*Kutipan yang diberikan*

┌──

Perilaku Aneh
Pelajar Kita
Nurul Irfan ; Dosen Hukum Pidana
Islam UIN Syarif Hidayatullah Jakarta
|
REPUBLIKA,
29 September 2012
Sejak 17 Juli 2011 hingga 24 September 2012, setidaknya sudah 13
pelajar tewas dalam berbagai kasus tawuran pelajar di Jakarta dan Bogor. Ketiga belas pelajar tewas itu, di antaranya Nur Arifin, SMK Satya
Bahakti, Jakarta Selatan; Aldino Tukul Utama, SMP Negeri 79, Jakarta Pusat;
Intan Pertiwi, SMA Negeri 10, Jakarta Pusat; Rival Adrian, SMK Budi Utomo,
Jakarta Pusat; Ahmad Rois, SMP Negeri 60, Jakarta Pusat; Muhammad Ramdani, SMK
Bina Cipta Insani, Bogor; Bayu Dwi Kurniawan, SMK Ristek Kikin, Jakarta Timur;
Jeremi Hasibuan, SMK Kartika, Jakarta Selatan; Jasuli, SMP Negeri 6, Jakarta
Timur; Rudi Naoval Ashari, SMK Muhammadiyah, Bogor; Ahmad Yani, SMK Negeri 39,
Jakarta Timur; Dedy Triyuda, SMK Baskara, Depok: dan 13) Alawy Yusianto Putra,
SMA Negeri 6, Jakarta Selatan.
Sungguh miris hati ini mendengar pelajar tawuran hingga merenggut
nyawa temannya sendiri. Dalam kurun waktu 14 bulan, telah menewaskan 13
pelajar. Lebih aneh lagi mendengar jawaban pelaku yang mengaku puas setelah
berhasil membunuh. Mendiknas M Nuh mengaku, sangat kaget atas pengakuan AU ini.
Mendengar jawaban itu Mendiknas menegaskan, sekolah perlu dibantu karena
menerima beban luar biasa, bukan hanya mendidik, melainkan berkewajiban
mengubah perilaku sosial siswa yang berat.
Tawuran pelajar SMP dan SMK di berbagai tempat jelas dilakukan
oleh anak-anak remaja yang umurnya 14 tahun hingga 17 tahun. Dalam Islam,
seseorang dinyatakan telah laik dituntut hukuman bila ia telah baligh, ditandai dengan menstruasi pertama pada wanita dan mimpi basah pertama pada
pria. Melihat usia para pelaku tawuran pelajar, tampaknya bisa diperkirakan
bahwa mereka telah memasuki usia baligh dan bisa disebut sebagai seorang mukalaf yang sudah bisa dimintai
pertanggungjawaban pidana.

└──

*Tujuan*
Periksa apakah tiap pernyataan di bawah ini sesuai dengan artikel tentang tawuran pelajar. Jawab ya atau tidak untuk masing-masing, lalu sertakan kutipan persis dari artikel yang menentukannya.
1. Dari 17 Juli 2011 sampai 24 September 2012, sedikitnya 13 pelajar tewas dalam tawuran di Jakarta dan Bogor.
2. Mendiknas M Nuh menyatakan bahwa sekolah tidak memerlukan bantuan.
3. Tawuran pelajar SMP dan SMK dilakukan oleh remaja berumur 14 hingga 17 tahun.

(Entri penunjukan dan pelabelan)

┌──

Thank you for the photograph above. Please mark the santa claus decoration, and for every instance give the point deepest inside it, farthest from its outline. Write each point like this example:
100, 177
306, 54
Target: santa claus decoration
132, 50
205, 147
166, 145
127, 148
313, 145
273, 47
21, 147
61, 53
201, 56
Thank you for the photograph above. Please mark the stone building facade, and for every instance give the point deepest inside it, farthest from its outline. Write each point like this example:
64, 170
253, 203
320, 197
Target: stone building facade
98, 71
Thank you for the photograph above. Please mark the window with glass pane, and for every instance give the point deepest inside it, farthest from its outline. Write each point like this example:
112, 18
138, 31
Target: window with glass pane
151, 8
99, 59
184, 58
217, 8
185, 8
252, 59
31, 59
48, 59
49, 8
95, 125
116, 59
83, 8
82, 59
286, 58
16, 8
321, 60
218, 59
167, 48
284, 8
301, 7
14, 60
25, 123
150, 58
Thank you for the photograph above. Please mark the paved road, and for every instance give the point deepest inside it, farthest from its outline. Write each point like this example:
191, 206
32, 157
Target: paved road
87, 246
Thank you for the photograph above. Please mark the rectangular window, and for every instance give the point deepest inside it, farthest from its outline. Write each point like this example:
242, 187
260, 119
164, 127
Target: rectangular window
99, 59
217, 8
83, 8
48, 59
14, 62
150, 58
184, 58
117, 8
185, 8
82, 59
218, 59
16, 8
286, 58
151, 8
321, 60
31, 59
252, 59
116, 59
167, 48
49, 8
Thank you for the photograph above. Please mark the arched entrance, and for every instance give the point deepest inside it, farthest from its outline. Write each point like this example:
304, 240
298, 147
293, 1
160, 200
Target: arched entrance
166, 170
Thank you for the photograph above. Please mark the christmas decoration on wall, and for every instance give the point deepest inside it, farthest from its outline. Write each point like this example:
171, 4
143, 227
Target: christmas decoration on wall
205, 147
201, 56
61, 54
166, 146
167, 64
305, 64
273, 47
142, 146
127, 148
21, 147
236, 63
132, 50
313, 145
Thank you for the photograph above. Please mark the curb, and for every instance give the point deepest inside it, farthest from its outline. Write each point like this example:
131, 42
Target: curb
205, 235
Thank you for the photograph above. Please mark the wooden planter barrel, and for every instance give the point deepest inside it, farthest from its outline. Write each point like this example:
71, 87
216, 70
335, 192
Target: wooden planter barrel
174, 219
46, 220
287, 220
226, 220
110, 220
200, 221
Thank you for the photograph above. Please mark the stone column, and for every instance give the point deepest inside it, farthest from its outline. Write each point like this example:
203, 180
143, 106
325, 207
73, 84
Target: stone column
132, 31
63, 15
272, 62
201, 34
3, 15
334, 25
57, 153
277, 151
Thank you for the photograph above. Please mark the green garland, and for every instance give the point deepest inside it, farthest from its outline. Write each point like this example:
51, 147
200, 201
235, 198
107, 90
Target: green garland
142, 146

└──

*Jawaban benar*
1. Ya. "Sejak 17 Juli 2011 hingga 24 September 2012, setidaknya sudah 13 pelajar tewas dalam berbagai kasus tawuran pelajar di Jakarta dan Bogor."
2. Tidak. "sekolah perlu dibantu karena menerima beban luar biasa"
3. Ya. "dilakukan oleh anak-anak remaja yang umurnya 14 tahun hingga 17 tahun"